• **Description of the task**:
The output is the lines below from the one with "Target: boy's right arm" through the one with "Note to the class: find each instance of the shirtless", both included, printed exactly and with no other line.

• **Given data**:
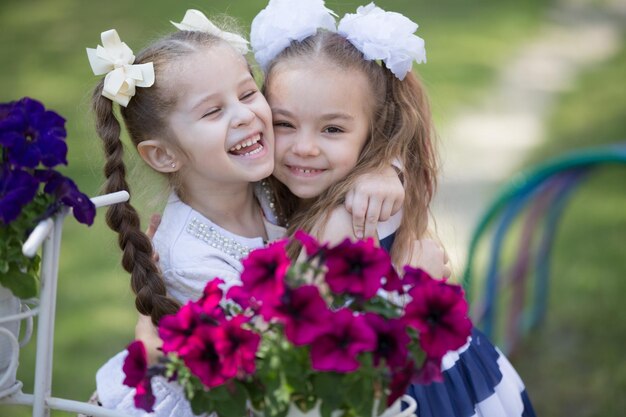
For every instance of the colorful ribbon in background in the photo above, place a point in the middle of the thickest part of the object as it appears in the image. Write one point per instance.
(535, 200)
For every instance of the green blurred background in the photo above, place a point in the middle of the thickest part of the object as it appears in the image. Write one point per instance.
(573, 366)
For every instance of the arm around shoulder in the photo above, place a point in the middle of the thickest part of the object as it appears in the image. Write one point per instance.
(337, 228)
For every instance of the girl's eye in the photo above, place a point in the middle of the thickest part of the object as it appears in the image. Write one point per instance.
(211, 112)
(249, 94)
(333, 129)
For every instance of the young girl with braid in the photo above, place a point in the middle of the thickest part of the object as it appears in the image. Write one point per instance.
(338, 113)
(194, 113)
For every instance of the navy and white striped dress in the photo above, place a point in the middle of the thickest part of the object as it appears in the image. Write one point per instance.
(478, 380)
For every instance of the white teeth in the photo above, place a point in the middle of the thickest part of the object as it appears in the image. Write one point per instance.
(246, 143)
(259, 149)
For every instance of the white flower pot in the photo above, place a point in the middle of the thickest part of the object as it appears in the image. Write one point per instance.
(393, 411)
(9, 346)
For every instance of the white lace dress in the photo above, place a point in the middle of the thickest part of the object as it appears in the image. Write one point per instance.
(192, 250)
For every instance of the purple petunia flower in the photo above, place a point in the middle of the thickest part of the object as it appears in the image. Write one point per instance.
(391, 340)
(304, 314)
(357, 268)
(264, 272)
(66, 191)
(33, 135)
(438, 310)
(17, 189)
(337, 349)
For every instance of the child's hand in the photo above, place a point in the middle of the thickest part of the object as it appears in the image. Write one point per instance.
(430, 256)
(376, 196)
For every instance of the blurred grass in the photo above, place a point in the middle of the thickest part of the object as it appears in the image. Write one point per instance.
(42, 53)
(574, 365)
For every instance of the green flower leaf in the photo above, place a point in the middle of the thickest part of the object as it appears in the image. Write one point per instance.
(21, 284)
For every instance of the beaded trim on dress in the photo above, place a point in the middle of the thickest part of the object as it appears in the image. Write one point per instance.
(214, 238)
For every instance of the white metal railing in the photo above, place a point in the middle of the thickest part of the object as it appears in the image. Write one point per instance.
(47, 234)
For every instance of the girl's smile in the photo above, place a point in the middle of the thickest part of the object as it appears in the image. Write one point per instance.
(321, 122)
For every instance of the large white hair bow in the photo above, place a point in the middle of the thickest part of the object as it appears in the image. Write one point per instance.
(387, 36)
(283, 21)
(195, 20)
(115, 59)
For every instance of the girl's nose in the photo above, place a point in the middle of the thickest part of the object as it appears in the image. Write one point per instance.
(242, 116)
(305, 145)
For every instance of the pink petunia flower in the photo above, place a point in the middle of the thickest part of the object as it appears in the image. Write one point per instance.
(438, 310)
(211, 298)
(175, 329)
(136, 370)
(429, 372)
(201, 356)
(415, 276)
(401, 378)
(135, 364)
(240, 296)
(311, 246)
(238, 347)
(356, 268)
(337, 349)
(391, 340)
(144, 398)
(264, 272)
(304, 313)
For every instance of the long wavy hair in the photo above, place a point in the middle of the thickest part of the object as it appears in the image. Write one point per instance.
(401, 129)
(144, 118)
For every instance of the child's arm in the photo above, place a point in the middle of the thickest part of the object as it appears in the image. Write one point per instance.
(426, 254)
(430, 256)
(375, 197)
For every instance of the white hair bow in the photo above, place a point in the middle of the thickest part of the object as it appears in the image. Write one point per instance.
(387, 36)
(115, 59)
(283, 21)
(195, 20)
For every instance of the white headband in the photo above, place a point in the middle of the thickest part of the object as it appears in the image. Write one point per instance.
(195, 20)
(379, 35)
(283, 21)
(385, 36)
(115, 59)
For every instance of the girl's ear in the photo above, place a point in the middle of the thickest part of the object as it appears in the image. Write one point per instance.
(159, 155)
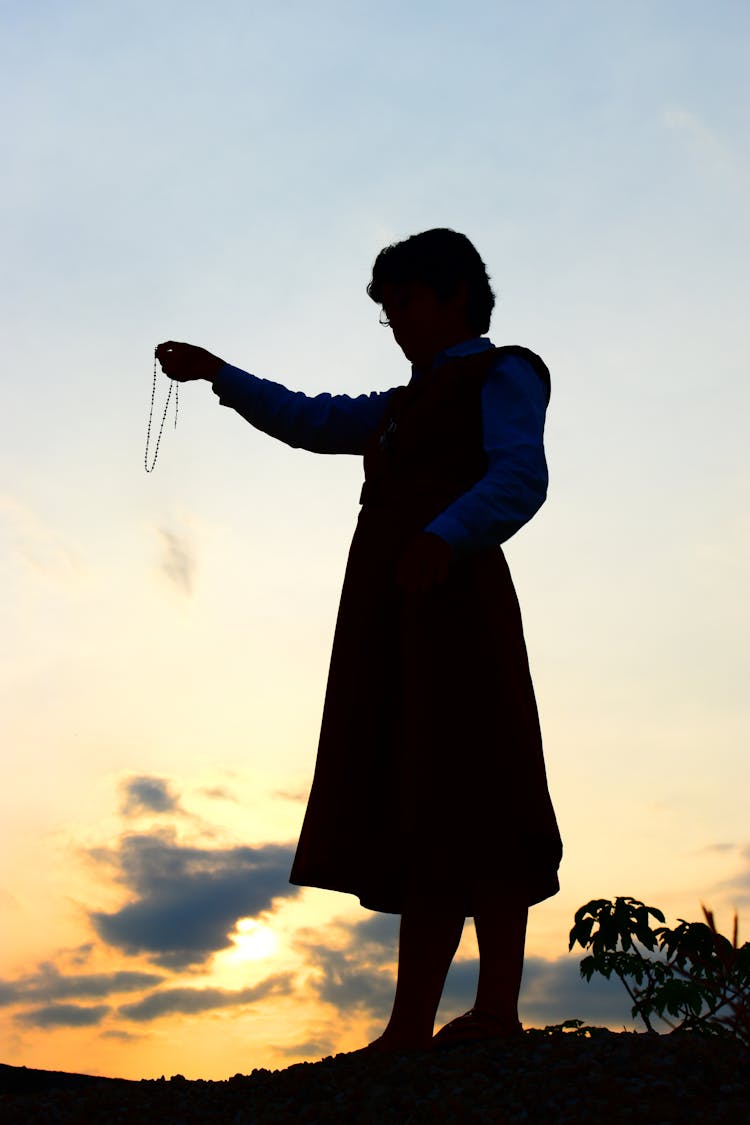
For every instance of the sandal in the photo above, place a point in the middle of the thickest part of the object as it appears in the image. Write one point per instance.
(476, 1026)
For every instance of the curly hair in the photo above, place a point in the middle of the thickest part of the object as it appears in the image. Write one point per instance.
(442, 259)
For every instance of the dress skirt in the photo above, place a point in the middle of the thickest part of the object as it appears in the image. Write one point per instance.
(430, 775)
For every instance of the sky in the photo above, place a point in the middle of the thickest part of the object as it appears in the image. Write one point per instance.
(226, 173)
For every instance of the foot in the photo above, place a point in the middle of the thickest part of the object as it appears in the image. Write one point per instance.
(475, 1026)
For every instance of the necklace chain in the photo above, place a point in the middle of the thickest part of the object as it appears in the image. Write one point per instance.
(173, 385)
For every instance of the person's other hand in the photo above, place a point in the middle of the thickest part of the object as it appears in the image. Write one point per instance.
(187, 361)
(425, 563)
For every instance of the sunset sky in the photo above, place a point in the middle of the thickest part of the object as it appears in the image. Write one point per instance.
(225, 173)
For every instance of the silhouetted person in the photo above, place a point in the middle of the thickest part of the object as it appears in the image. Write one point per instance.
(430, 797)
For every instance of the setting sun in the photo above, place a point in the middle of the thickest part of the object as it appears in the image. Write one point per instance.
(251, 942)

==

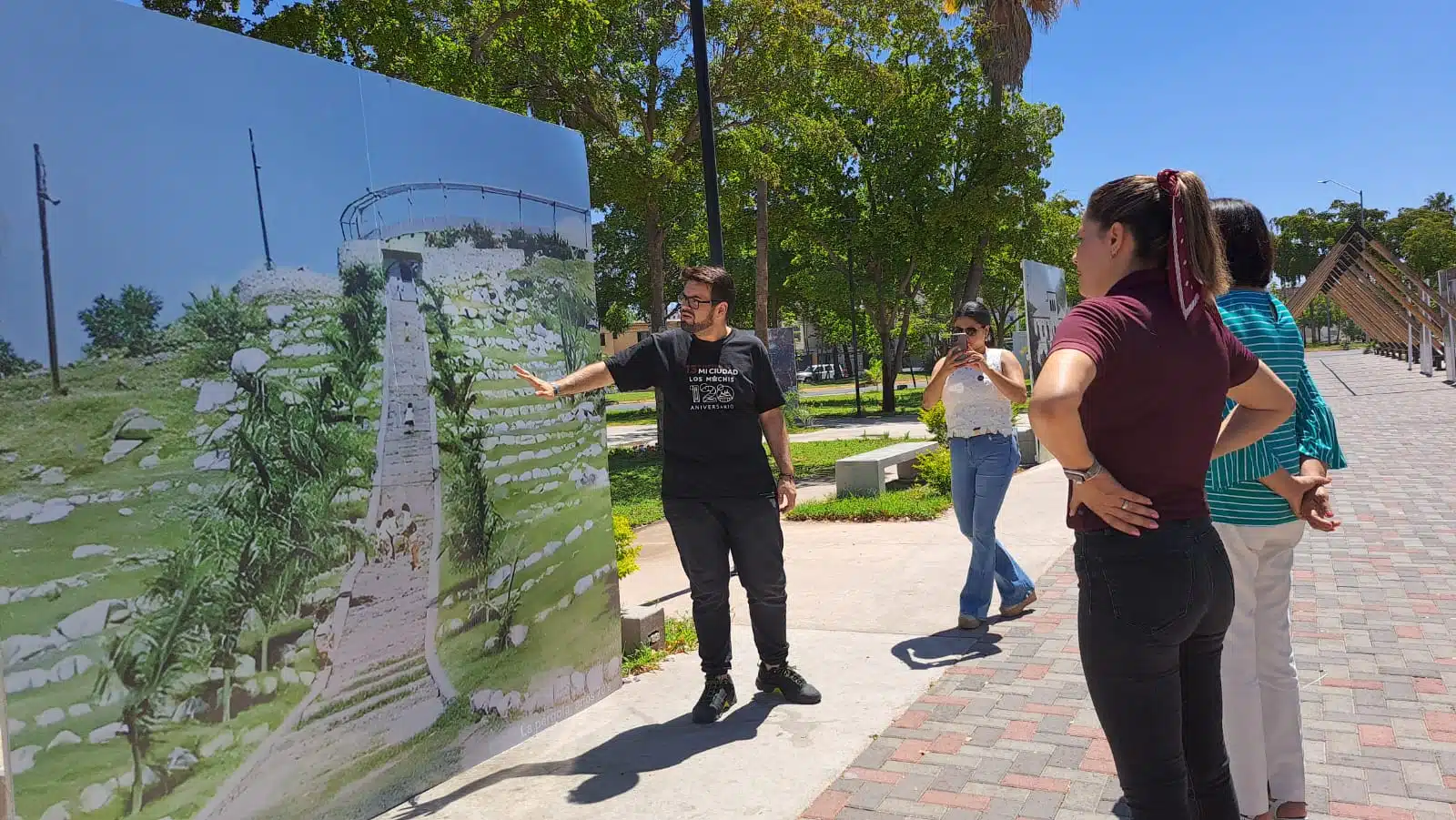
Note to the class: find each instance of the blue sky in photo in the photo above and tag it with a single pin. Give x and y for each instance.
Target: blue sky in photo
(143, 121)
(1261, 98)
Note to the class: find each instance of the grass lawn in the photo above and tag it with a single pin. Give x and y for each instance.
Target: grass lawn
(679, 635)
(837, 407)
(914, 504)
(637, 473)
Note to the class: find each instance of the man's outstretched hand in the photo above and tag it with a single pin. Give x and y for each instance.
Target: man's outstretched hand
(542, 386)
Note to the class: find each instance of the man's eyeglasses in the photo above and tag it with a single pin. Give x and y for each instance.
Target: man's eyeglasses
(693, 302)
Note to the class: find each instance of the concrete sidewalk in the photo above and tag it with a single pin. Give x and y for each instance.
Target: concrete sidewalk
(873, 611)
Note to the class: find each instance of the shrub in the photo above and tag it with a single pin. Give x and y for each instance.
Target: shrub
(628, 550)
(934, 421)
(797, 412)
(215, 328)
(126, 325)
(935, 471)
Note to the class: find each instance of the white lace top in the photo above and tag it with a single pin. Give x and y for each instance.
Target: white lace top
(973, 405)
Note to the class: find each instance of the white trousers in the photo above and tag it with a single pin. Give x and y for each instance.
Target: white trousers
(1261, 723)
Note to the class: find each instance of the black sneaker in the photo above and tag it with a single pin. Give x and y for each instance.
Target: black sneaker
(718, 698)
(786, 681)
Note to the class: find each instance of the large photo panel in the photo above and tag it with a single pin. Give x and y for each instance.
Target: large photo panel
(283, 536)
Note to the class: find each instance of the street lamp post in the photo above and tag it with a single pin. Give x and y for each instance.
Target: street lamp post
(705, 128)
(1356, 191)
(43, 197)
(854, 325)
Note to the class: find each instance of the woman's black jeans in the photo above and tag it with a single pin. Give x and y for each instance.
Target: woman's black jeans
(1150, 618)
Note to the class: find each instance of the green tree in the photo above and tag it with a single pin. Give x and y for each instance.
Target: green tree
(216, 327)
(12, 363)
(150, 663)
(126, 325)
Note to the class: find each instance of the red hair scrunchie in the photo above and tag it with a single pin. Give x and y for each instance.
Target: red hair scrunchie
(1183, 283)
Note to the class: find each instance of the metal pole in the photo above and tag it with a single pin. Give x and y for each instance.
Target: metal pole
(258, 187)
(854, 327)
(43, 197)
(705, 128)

==

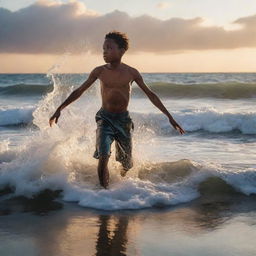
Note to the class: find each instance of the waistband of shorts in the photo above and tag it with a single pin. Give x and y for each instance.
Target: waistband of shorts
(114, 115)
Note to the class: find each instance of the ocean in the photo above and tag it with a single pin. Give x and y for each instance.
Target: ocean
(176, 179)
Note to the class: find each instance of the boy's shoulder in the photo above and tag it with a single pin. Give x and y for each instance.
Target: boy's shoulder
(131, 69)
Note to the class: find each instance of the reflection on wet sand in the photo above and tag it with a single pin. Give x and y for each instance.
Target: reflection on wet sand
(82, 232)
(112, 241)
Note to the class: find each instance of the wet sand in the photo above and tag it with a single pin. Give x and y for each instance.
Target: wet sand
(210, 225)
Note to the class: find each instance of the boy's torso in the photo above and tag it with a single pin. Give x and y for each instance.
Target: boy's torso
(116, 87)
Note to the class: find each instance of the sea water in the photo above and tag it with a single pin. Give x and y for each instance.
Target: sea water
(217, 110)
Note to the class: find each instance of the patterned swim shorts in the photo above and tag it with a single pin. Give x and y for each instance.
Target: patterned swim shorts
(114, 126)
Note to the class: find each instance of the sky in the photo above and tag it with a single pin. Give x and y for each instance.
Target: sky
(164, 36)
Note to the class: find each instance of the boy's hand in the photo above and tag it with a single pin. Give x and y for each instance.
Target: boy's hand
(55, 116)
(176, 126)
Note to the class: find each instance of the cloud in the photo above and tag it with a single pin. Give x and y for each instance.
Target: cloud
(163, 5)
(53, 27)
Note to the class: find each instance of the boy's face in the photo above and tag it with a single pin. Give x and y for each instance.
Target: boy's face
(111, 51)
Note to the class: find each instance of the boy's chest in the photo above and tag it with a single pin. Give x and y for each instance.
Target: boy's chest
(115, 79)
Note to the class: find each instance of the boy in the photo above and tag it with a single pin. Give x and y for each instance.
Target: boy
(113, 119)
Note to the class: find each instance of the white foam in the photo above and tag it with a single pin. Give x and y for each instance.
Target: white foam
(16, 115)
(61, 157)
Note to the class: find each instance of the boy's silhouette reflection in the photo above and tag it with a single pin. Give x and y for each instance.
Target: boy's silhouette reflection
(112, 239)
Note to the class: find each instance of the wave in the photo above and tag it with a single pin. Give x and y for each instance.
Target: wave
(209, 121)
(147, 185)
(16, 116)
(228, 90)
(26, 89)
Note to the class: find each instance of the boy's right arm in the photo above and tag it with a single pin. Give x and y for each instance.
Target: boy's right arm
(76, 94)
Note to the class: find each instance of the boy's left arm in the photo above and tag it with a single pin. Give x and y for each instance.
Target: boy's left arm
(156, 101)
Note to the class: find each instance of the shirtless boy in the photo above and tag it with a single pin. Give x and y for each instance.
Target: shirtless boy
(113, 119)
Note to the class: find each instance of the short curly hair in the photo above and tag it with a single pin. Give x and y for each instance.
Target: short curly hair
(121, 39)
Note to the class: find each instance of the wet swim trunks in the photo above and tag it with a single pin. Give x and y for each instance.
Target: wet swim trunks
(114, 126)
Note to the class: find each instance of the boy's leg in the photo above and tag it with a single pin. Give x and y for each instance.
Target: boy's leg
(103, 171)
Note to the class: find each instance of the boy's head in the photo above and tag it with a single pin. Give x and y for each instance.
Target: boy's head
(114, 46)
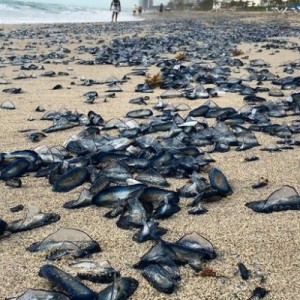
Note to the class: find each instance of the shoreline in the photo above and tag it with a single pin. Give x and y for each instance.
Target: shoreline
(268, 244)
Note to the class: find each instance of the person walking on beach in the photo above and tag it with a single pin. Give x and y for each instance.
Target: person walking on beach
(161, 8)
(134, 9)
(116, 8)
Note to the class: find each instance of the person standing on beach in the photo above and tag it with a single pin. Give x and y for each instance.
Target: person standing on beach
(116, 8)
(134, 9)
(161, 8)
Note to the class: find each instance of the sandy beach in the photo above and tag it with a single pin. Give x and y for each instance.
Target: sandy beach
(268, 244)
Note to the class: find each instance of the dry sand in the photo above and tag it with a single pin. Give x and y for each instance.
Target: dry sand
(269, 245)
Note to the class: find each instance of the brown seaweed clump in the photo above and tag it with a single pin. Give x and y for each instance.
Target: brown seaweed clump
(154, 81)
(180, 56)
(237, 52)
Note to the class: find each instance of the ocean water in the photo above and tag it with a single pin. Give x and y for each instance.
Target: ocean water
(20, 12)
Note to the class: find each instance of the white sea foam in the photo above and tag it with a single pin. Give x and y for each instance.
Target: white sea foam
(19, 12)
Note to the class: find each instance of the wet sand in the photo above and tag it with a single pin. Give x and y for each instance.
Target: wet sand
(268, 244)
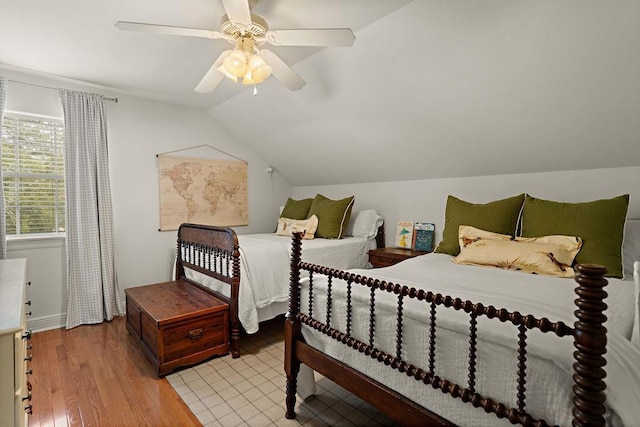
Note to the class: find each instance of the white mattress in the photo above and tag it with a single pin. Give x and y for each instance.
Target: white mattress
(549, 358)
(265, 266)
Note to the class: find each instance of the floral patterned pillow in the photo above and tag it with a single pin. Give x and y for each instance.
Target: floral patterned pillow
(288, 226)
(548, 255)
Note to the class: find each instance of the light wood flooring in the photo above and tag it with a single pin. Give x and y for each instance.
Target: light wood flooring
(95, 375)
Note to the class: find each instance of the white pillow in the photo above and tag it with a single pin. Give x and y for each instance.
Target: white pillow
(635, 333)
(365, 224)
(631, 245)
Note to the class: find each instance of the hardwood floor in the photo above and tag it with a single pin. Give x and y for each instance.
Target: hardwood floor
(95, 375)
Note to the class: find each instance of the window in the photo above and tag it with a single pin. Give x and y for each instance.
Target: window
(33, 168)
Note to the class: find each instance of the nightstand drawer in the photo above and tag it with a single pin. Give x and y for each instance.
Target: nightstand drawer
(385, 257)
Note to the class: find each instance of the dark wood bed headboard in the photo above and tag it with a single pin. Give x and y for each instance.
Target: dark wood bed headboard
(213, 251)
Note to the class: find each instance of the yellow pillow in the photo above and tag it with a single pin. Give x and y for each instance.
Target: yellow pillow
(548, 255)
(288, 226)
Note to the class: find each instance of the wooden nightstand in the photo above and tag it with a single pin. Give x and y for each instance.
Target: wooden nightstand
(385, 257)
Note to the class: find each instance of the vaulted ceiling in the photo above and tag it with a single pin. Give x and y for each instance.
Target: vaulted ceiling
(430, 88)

• **Exercise result**:
Target: boy's right arm
(76, 94)
Note to the class: find each instance of the boy's left arm in the photo above and tag it with a single pin. Give x and y for each instance.
Target: boy's left arm
(156, 101)
Note to the class: find each instance of the shirtless boy in the photo above and tag it with a single pin. Give x and y for each instance.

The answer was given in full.